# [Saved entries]
◆ ◆ ◆ ◆
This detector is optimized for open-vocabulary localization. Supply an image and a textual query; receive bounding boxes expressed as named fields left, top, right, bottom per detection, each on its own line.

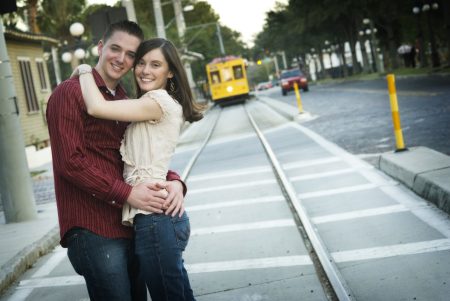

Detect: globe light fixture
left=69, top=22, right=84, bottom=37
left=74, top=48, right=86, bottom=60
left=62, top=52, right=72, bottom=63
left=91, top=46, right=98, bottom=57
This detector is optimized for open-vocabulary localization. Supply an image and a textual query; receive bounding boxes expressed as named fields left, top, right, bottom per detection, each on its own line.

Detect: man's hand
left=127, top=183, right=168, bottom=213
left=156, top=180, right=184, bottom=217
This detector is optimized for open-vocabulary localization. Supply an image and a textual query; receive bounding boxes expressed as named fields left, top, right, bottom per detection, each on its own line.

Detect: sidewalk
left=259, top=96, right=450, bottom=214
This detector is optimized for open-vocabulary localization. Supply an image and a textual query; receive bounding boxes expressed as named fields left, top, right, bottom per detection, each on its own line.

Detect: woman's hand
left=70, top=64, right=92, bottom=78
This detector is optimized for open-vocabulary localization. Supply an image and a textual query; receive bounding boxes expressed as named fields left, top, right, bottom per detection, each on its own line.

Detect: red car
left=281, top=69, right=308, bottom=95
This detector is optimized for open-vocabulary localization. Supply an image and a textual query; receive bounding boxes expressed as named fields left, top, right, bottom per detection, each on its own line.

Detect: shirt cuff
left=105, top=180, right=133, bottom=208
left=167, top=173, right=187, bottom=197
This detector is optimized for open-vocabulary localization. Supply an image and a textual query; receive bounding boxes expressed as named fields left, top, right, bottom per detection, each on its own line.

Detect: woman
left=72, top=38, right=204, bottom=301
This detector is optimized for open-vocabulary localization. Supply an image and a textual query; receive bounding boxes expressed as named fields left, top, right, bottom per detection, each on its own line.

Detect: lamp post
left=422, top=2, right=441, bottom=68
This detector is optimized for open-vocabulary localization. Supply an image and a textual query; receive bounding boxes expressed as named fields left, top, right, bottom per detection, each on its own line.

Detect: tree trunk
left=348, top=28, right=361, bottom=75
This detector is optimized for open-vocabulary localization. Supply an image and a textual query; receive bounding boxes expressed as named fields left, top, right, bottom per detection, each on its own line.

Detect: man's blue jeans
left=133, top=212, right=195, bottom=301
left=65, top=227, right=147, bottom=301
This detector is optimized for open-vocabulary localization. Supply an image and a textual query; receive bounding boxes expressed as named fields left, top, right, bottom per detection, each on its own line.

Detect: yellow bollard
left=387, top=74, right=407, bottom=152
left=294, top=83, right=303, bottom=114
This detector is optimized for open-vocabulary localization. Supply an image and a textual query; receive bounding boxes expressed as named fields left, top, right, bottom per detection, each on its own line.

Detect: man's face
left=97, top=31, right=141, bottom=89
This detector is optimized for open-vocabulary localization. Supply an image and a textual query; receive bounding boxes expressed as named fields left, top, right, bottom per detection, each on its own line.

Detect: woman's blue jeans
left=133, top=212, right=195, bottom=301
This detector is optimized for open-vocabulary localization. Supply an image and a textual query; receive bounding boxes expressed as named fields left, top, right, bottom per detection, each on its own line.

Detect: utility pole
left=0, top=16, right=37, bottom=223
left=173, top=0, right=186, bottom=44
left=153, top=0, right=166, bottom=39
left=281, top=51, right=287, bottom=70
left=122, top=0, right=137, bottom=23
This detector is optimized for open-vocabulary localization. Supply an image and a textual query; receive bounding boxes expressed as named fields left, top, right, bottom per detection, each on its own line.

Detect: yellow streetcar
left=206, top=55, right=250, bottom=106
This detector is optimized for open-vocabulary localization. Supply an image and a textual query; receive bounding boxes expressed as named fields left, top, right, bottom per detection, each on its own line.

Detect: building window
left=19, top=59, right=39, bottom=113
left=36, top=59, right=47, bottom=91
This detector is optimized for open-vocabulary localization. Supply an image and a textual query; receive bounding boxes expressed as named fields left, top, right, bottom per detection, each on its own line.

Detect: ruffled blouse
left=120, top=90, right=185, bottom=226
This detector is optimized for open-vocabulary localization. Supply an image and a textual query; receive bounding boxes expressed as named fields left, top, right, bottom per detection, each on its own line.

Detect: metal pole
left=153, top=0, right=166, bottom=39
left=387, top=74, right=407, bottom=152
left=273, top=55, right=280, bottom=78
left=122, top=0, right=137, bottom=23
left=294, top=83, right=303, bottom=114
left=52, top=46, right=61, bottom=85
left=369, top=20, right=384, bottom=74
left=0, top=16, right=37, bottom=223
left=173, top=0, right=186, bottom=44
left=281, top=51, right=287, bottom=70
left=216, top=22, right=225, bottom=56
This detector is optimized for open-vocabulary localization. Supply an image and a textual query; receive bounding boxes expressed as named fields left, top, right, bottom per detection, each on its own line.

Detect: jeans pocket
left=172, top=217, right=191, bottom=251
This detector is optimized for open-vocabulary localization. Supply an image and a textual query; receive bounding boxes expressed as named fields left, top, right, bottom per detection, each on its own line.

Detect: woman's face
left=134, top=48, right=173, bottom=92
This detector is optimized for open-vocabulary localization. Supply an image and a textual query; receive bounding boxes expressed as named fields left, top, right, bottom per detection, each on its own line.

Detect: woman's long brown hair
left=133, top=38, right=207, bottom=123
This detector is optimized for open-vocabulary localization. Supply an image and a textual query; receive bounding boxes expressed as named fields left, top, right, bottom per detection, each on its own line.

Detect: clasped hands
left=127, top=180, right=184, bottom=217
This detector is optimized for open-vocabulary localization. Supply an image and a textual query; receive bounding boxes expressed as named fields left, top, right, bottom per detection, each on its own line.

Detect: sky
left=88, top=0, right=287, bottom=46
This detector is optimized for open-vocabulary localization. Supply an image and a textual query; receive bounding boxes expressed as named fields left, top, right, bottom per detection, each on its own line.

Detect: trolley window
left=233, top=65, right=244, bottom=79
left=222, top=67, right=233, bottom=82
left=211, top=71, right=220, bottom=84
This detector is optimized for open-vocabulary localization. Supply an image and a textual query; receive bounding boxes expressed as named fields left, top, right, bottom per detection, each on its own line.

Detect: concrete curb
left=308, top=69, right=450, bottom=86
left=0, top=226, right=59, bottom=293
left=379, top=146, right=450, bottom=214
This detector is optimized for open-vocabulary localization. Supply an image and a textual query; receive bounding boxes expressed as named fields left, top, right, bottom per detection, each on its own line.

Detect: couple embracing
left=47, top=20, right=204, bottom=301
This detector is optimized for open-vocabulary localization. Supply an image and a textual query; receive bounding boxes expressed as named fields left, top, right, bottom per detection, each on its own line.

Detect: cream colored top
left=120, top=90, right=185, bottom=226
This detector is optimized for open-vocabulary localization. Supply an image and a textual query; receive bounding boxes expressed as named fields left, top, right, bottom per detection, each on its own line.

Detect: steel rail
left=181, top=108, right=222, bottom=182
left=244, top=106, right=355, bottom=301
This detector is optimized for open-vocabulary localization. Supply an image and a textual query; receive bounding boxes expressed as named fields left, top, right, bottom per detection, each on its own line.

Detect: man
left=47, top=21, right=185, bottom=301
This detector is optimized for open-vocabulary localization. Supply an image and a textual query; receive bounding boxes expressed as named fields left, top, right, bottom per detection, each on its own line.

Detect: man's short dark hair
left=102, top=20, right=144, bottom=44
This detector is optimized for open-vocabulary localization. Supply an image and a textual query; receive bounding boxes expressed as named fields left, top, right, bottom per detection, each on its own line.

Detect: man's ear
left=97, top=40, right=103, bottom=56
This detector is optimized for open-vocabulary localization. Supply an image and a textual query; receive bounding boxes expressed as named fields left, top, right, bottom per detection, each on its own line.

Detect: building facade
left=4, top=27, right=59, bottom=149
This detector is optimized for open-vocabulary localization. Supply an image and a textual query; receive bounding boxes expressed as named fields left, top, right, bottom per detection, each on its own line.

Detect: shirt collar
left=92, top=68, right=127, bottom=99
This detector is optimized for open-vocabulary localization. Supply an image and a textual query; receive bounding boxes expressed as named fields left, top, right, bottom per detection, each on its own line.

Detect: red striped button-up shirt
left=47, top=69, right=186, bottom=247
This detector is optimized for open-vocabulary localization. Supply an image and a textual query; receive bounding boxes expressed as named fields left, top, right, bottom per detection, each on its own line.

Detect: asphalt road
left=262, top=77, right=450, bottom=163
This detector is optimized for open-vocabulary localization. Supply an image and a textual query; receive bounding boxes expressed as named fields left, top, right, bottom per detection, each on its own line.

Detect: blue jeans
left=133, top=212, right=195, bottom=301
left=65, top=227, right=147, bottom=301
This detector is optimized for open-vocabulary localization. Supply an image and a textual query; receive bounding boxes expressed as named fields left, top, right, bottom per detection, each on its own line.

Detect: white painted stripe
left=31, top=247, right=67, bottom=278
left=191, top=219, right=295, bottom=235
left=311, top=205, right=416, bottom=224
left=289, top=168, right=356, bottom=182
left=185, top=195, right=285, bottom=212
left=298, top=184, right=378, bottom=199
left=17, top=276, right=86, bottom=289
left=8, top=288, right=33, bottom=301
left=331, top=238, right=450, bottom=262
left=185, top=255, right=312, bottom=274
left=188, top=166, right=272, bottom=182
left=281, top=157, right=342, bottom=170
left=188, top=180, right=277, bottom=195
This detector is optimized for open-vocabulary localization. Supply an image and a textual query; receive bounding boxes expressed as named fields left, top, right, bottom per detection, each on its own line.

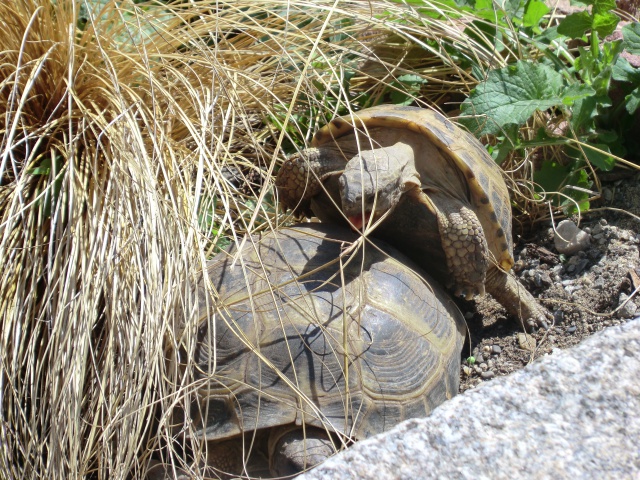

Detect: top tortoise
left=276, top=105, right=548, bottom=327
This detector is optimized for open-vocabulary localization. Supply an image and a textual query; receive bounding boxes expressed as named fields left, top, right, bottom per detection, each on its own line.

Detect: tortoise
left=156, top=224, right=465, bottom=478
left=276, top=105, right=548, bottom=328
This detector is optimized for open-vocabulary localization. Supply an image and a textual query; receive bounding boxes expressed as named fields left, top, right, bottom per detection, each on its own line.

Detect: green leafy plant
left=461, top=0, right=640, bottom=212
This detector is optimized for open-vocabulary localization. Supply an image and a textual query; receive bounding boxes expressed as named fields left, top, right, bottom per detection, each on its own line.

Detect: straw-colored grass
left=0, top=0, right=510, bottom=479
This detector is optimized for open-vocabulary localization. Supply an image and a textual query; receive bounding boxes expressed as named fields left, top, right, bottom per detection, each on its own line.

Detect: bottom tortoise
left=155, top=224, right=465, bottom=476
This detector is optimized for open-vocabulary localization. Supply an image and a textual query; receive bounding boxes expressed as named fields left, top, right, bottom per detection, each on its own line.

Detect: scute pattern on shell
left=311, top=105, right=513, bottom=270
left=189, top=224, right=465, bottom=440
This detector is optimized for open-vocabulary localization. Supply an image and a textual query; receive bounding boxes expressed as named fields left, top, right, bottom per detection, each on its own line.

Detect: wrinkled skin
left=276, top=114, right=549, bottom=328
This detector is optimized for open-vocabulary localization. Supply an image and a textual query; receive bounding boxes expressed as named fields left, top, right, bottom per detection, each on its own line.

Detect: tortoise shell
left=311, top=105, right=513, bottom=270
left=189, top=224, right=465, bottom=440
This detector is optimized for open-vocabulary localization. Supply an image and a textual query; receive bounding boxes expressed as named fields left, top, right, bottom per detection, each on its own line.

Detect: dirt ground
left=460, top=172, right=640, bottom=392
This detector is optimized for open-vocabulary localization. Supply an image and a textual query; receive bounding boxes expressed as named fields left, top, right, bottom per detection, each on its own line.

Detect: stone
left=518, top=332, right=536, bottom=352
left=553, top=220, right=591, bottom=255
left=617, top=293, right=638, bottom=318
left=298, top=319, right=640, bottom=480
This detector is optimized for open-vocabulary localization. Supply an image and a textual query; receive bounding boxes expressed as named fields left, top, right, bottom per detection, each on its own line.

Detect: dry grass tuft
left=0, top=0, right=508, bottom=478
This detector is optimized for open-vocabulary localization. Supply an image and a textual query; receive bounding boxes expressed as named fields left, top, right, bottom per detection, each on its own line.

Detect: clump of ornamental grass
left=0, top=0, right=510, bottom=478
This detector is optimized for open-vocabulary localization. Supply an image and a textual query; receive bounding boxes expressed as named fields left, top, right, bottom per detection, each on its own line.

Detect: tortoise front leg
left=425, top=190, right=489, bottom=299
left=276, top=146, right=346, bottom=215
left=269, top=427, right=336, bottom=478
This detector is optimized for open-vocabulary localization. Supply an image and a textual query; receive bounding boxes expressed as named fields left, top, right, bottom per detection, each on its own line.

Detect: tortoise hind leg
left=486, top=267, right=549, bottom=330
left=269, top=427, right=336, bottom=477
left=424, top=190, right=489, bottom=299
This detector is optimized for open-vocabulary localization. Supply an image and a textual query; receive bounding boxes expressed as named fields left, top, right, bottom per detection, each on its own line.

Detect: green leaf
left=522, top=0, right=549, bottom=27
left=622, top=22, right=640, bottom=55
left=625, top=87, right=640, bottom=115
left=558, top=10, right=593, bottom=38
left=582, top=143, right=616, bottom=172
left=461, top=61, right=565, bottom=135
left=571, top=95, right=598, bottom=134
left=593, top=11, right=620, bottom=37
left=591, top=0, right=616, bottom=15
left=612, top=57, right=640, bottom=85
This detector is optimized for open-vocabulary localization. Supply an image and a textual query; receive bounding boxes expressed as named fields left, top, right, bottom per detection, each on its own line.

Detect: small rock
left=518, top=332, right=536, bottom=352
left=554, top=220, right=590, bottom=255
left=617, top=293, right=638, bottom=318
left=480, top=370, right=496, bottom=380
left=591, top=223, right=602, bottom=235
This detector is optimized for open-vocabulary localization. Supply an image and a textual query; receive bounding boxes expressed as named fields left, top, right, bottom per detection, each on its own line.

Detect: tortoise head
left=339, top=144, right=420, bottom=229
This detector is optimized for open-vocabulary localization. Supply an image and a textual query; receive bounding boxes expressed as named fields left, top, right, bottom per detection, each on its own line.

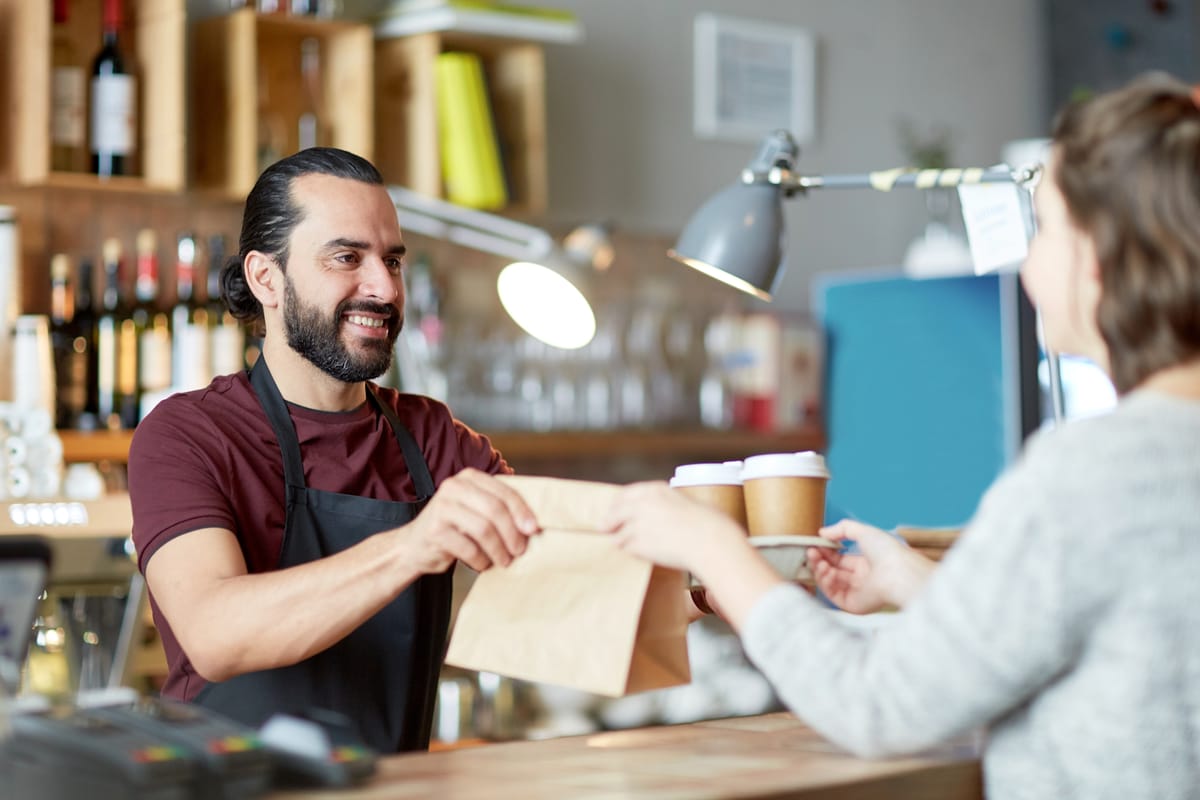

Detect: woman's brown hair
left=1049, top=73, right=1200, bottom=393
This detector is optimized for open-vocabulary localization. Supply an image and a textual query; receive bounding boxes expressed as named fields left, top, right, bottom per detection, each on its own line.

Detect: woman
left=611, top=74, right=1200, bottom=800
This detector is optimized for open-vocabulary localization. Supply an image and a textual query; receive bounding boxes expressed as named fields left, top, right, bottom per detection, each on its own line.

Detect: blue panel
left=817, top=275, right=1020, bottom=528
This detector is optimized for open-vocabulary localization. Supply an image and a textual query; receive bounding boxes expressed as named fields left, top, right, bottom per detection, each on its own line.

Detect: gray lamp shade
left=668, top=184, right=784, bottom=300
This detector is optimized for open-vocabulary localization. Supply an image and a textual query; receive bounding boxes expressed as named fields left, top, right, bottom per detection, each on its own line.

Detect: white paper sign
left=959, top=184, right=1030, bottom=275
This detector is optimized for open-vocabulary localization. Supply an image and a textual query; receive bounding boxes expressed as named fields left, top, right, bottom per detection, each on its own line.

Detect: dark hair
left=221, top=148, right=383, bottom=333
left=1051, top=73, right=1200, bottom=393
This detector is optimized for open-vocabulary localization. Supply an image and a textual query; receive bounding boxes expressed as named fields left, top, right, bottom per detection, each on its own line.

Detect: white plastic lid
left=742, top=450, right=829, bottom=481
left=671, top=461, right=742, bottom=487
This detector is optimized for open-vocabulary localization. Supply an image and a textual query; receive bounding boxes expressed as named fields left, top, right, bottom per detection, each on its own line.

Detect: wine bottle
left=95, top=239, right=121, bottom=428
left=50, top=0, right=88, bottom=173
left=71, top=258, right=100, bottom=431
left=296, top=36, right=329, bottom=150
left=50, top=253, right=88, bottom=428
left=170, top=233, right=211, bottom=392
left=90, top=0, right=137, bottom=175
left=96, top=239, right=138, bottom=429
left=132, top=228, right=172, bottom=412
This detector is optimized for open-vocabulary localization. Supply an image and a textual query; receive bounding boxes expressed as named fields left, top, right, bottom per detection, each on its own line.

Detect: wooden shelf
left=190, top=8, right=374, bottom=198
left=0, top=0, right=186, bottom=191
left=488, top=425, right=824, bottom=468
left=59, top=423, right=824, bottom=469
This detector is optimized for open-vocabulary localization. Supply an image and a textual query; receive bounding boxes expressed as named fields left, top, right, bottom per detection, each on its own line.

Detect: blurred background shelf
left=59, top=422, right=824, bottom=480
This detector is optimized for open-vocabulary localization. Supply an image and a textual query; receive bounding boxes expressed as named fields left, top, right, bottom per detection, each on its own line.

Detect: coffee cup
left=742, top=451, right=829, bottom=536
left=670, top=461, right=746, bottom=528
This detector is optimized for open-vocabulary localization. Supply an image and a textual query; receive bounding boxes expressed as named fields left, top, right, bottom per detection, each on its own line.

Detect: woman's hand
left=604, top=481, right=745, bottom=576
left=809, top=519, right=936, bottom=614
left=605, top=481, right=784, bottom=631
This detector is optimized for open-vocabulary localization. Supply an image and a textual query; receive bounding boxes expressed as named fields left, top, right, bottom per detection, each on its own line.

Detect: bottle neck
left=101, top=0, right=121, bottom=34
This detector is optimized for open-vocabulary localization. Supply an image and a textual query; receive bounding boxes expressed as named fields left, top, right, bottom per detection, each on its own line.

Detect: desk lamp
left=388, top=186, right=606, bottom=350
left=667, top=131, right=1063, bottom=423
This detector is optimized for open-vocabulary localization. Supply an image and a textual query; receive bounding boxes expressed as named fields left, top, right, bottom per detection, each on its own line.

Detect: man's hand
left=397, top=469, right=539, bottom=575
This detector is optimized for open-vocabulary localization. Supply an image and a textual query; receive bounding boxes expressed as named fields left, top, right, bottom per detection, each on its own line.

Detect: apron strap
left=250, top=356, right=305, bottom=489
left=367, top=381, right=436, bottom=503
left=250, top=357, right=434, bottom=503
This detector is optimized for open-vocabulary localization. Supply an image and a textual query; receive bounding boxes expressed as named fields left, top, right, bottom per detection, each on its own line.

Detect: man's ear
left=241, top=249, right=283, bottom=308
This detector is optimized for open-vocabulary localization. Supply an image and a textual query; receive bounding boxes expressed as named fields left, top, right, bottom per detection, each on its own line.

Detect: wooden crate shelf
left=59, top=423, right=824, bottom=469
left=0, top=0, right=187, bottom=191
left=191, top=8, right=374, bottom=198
◆ ◆ ◆ ◆
# [What you need to do]
Please copy the data starting at the very beginning and ending at the line that contains "left=259, top=96, right=450, bottom=214", substituting "pavement" for "sidewalk" and changing nothing else. Omit the pictures from your answer.

# [Result]
This detector is optimized for open-vocabulary localization. Supply an image and a textual query; receive bounding boxes expressed as named fields left, top, right, bottom per detection, each on its own line.


Detect: globe light fixture
left=69, top=22, right=84, bottom=37
left=74, top=48, right=86, bottom=60
left=62, top=52, right=72, bottom=63
left=91, top=46, right=98, bottom=57
This detector is optimized for open-vocabulary localization. Supply an image and a textual query; receive bounding boxes expressed as named fields left, top, right, bottom per detection, each on its own line.

Detect: man's hand
left=127, top=183, right=168, bottom=213
left=156, top=180, right=184, bottom=217
This detector is optimized for open-vocabulary localization. Supply an image and a textual query; receive bounding boxes expressed as named fields left, top, right, bottom per detection, each on its own line.

Detect: pavement
left=259, top=96, right=450, bottom=214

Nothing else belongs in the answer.